EXERCISE PROMPT:
Down to the last line, set down the listing below exactly, apart from its pictures.

*** Opening DATASET ENTRIES ***

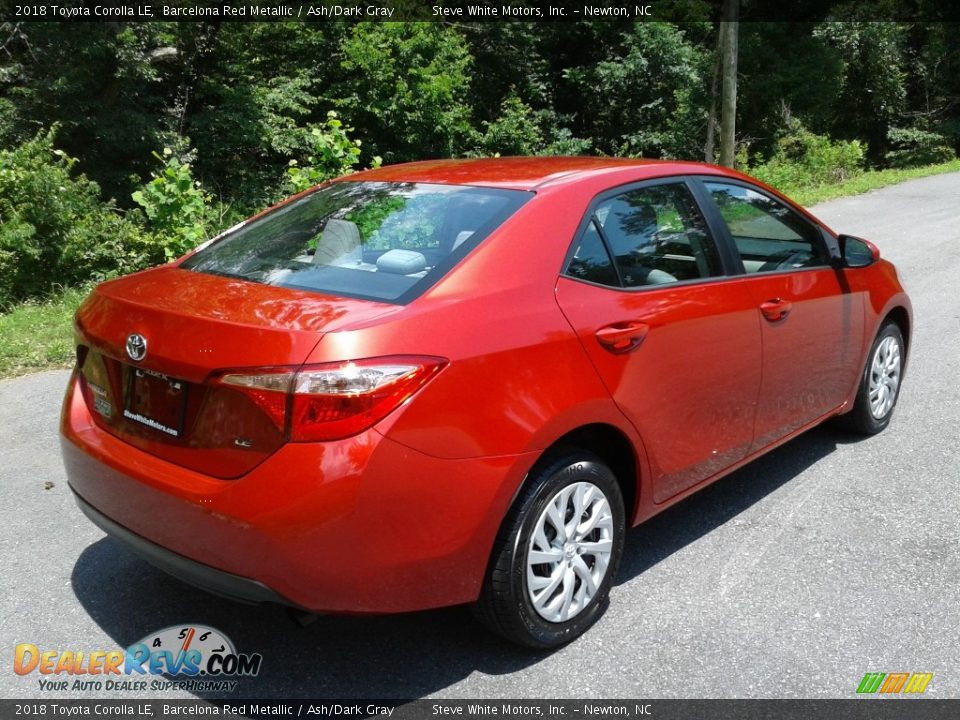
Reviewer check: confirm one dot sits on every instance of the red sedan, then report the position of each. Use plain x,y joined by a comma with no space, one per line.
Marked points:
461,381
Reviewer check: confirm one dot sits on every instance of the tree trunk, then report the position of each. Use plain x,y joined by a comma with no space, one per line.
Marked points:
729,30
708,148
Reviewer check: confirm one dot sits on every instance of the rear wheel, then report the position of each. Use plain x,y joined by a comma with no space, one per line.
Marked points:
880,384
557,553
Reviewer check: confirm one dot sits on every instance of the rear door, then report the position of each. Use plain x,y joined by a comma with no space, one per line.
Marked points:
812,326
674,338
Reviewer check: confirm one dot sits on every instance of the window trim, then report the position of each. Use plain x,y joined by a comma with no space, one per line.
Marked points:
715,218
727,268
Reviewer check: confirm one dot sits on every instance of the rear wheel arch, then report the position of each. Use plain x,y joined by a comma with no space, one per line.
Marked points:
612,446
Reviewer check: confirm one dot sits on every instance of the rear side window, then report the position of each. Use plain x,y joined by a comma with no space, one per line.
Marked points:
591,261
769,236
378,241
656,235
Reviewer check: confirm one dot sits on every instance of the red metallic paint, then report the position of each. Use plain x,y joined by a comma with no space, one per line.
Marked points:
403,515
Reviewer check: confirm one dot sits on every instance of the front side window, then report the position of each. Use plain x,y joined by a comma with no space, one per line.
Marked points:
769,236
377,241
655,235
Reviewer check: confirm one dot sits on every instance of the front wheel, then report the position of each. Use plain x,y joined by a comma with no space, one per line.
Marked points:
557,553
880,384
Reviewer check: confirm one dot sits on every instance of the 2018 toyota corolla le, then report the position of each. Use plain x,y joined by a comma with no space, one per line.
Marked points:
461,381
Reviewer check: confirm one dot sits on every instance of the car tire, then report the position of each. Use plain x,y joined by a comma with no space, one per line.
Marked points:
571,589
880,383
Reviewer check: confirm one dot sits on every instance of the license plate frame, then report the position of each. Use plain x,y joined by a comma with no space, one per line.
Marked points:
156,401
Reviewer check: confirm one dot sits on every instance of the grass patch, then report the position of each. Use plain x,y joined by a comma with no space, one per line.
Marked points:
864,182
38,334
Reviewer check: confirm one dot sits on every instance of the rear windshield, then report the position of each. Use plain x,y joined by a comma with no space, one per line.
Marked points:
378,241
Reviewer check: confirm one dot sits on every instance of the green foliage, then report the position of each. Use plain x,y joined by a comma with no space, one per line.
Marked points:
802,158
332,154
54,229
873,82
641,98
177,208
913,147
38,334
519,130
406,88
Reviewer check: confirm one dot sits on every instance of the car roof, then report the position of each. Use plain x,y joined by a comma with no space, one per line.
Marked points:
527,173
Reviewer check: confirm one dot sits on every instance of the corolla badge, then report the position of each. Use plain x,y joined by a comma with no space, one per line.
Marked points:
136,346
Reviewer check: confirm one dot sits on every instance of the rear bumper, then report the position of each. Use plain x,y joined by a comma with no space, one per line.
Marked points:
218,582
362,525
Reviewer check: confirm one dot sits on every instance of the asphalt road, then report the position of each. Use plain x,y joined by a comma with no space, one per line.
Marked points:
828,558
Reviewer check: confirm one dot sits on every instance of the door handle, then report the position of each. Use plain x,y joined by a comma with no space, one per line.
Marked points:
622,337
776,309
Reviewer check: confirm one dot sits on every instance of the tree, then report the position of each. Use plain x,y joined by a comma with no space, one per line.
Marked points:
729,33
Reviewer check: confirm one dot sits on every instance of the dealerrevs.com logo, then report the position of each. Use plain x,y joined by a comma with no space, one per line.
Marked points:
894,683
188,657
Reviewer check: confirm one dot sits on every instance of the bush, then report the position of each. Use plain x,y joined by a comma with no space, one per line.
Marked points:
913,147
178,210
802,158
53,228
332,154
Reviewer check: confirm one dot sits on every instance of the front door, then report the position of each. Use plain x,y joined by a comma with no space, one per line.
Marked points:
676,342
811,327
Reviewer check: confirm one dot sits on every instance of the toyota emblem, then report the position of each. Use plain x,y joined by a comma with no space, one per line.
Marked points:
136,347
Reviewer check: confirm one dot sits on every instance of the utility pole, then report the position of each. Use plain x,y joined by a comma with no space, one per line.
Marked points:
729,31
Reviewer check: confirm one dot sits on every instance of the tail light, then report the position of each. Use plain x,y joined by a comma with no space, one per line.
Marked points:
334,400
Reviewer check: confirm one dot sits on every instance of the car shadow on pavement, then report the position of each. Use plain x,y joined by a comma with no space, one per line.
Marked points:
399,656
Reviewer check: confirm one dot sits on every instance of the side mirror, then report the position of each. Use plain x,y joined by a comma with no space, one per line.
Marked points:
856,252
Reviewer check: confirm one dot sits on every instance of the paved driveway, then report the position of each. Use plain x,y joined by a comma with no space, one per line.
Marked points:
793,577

*** Closing DATASET ENTRIES ***

WRITTEN SOLUTION:
Reviewer check: confirm one dot sits on every instance of the red sedan, then report the position of each. Use plain x,y joined by a comma with no space, one per line.
Marked points:
461,381
Reviewer check: confirm one dot sits on every instance of the tree trunk, then report the position of each. Use plain x,y joined by a comma with no space, one per line.
Marked points:
729,30
708,148
Reviewer check: confirm one dot sits on every instance of the rear wheel, then report the position of each. Use plain x,y joined by a comma with no space, one per line.
Marked points:
880,384
557,553
Reviewer check: confirm one dot sits on every instance of the rear door, then report the position of each. Use plain x,y joined by a comma with no space, one per line.
Marked points:
812,326
674,338
Reviewer check: confirm one dot sits on every instance of the window trim, then report the position of each. Use plain x,y joined by a comma with no space, one per line.
Marked points:
715,218
727,268
Reviewer check: confirm one dot sits on every instance of the rear wheel arch, then report the position of each. Use plain x,y joined by a comma with no space, one per line.
Marked points:
612,446
Reviewer check: confirm one dot sits on every instance of the rear side window, then report the position of each. Use plain x,y joined by a comma with no space, one per line.
Marked points:
591,261
769,236
378,241
656,235
Reviewer check: confirm one dot sits on every instance of the red metallic paint, then report the position of each. Use plain x,y joined by a comma with no space, one per line.
Marked points:
403,515
Reviewer check: confirm one dot sits on every instance of the front side window, then report the position of each. Use plain x,y joined by a comma with no space, one per line.
Marked points:
769,236
377,241
655,235
Reviewer check: confirm one dot sits on every instance of the front wheel, then report the position of each. Use plain x,y joined by a comma with no space, one per line.
Marked points:
557,553
880,384
Reviewer check: confirm one dot sits on every instance of the 2018 toyota corolla le, then report the position of each. Use plain x,y joined by a comma with no space, one per line.
Marked points:
461,381
Reviewer check: confirm one dot sits on every instance of the car tire, then report the position of each. Use plain x,y joined by a comma with no space, one per line.
Marked points:
571,589
880,383
Reviewer check: confirm one dot sits on every instance of the license plate frame, then report the position of each. Use plain x,y joined by a comma with no space, one per line.
Marked points:
156,401
Reviewer check: confirm one dot sits on every instance of the grass patch, then report the position of each. Use plain x,y joined by a comma with no space, one per line.
Marked points:
864,182
38,334
Reviewer check: confirm one dot sits on every instance of the rear windshield, then report the position of each. Use plain x,y joined by a comma with no space, one per line.
Marked points:
378,241
Reviewer check: confirm one dot sits on every instance of the green foliage, then report the position of each. Use plain x,y joined by a comma with no space, one per line.
Marked points:
802,158
332,154
54,229
873,82
641,98
177,208
913,147
38,334
519,130
406,88
Reviewer check: confirm one dot sits on every instance of the car roof, then report the position of each. Use plain x,y joined by a comma with no space, one per line.
Marked points:
527,173
Reviewer check: confirm one dot sits on every instance of the corolla badge, then report the position of each. Use plain x,y joined by a comma with no space, one per line.
Marked points:
136,346
Reviewer check: confirm one dot sits on every instance of the rear bumper, then report the position of each. Use plain x,y joined by a comma with no space, one per line.
Marked points:
218,582
362,525
Reviewer check: confirm one dot sits on every instance of the asphalt road, then report the position of each. Use plain x,y joined by a comma with no space, one per line.
Marked points:
828,558
Reviewer check: confirm one dot sits on every instance of the door handle, then report the position of each. Use plain x,y joined by a comma with no space, one per line.
Marked points:
622,337
776,309
Reviewer check: confirm one dot sits on every instance of the tree, then report the position of each. Use plain x,y joined by a comma with no space, one per line.
Marked points:
729,33
Reviewer check: confirm one dot sits on every instance of the dealerrevs.com logo, then report the position of each. Use plain x,y joined by a comma with no space, one per line.
Marked points:
894,683
188,657
Reviewer check: confirm one dot sits on every instance of the bush, then report the position of each. Use plain x,y joined by a comma with no space, one per line.
Marked points:
913,147
178,210
802,158
53,228
332,154
Reviewer check: confirm one dot sits on every instance of the front door, then report the position of each. Use plain x,y joined by a comma with no space, one per line.
Marked points:
676,342
811,327
Reviewer check: confirm one dot sits on every instance of the toyota emblem, then report the position of each. Use plain x,y joined by a comma with no space, one per line.
Marked points:
136,347
Reviewer check: confirm one dot sits on every instance of the utility pole, then report the position of each. Use plain x,y joined by a comma with no space, one per line.
Marked points:
729,31
Reviewer check: confirm one dot sits on every instance of the tail light, then report the position of each. Use plain x,y joined by a comma with no space, one per line.
Marked points:
334,400
Reviewer check: confirm one dot sits on every instance of the car shadow on pavement, then report the position of each. Use plain x,y joined by a comma with no space, one per line.
Marked points:
399,656
Reviewer check: confirm one dot sits on every instance of the side mirror, then report the position of each. Use plain x,y joined by a comma with no space, one per line.
Marked points:
856,252
Reviewer check: confirm one dot sits on every instance of the paved driveway, then report the position of each. Use plain x,y joined by a comma with no space, one per line.
Marked points:
793,577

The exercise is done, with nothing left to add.